> _WHAT YOU WILL DO_:
• A. In the text about students balancing study and paid work, what job title does Andrew Wharton hold?
• B. Continue the text about students balancing study and paid work from its last sentence.

> _GIVEN TEXT_:
On the other hand, full course loads at university equate to a great deal of time both in class and after school in order to keep up and excel. Too many hours of paid work on top of academics can be exhausting and overwhelming and even jeopardise students’ marks. The IDP research “identified a correlation between poor mental health and students working either fewer than 10 hours per fortnight or more than 40 hours per fortnight, as well as those living alone or off campus.”
Matching students’ hopes with real life in Australia
Speaking to the research, IDP client director Andrew Wharton said:
“As we welcome students back, the opportunity for the Australian sector is to listen to what students want, which is clear career pathways and job opportunities during their studies, and to make sure their expectations are met when they arrive.”
Simon Emmett, CEO of IDP Connect, added that a key finding in the research is that current students often struggle with mental health and study/work balance. He said: “Notably, the findings highlight the pressures students face when juggling studies and part-time work, as well as feelings of isolation.”

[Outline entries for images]
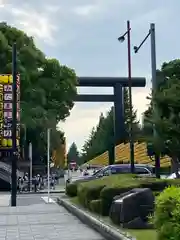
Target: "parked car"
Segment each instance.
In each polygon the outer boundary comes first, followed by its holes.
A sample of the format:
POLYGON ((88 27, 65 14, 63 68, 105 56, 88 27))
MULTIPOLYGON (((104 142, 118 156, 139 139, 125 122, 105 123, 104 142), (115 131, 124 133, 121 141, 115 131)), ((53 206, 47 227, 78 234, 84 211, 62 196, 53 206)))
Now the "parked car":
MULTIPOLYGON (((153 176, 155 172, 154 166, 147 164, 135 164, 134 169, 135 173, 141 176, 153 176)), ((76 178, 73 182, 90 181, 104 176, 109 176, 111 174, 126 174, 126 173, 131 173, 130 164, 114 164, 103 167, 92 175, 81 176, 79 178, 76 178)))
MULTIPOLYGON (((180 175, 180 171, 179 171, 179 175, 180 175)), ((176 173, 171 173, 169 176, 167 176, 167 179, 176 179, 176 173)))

> _WRITTEN RESPONSES_:
• A. IDP client director

• B.
More generally, Mr. Emmett commented on the competitive landscape in international education today, and to the effects of a turbulent global economy – effects that are often more acutely felt in the very emerging markets that are now at the top of the list for recruiters. He said,
“With open borders and attractive post-study work policies, destinations are going head-to-head to attract international students. However, at the same time, many countries are facing socioeconomic instability, and students are navigating new emerging challenges.”
Last month, Australia announced a major extension of post-study work rights for graduates of certain degrees linked to skills shortages in the Australian economy. The announcement will likely make Australia even more attractive to international students choosing to study in certain fields.